TASK TO COMPLETE :: Rewrite every line of the data below as a JSON list of strings, one string per line, with blank lines left out. Leave the pictures out of your answer.

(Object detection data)
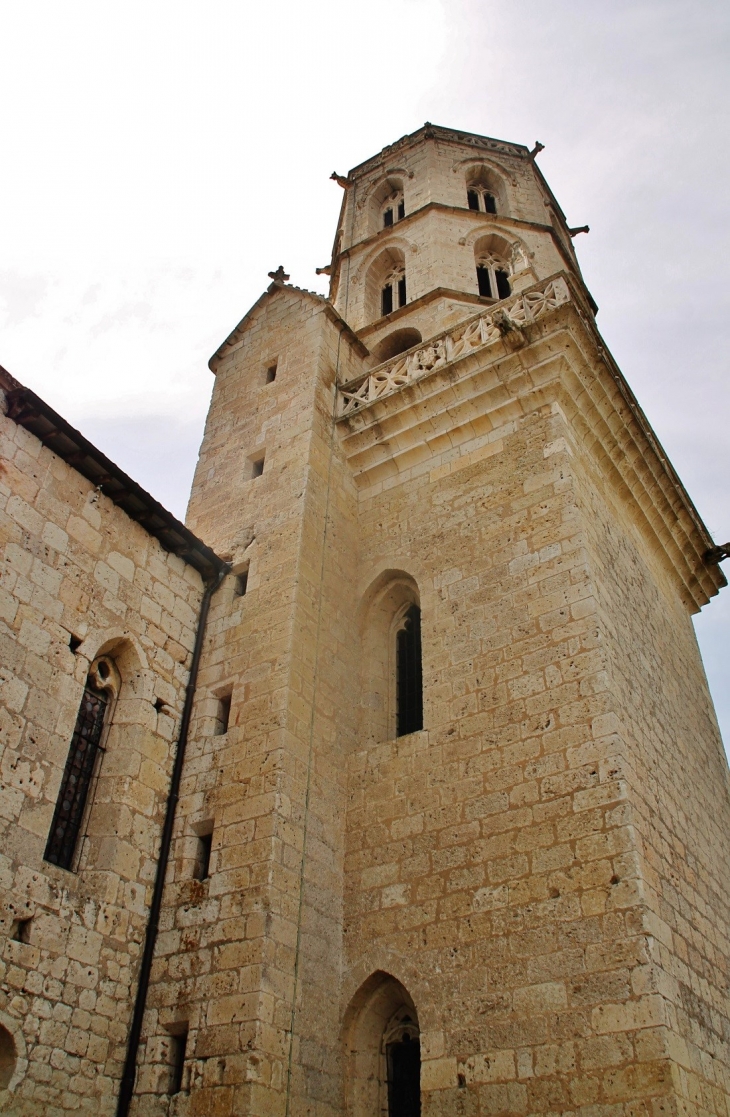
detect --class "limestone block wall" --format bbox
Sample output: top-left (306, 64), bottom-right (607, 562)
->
top-left (135, 288), bottom-right (359, 1117)
top-left (0, 397), bottom-right (208, 1117)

RESPONSE TO THE TASK ::
[
  "detect --class \"limestone block wall\" --format bbox",
  "Sample output: top-left (306, 64), bottom-right (607, 562)",
  "->",
  "top-left (135, 288), bottom-right (359, 1117)",
  "top-left (0, 397), bottom-right (208, 1117)"
]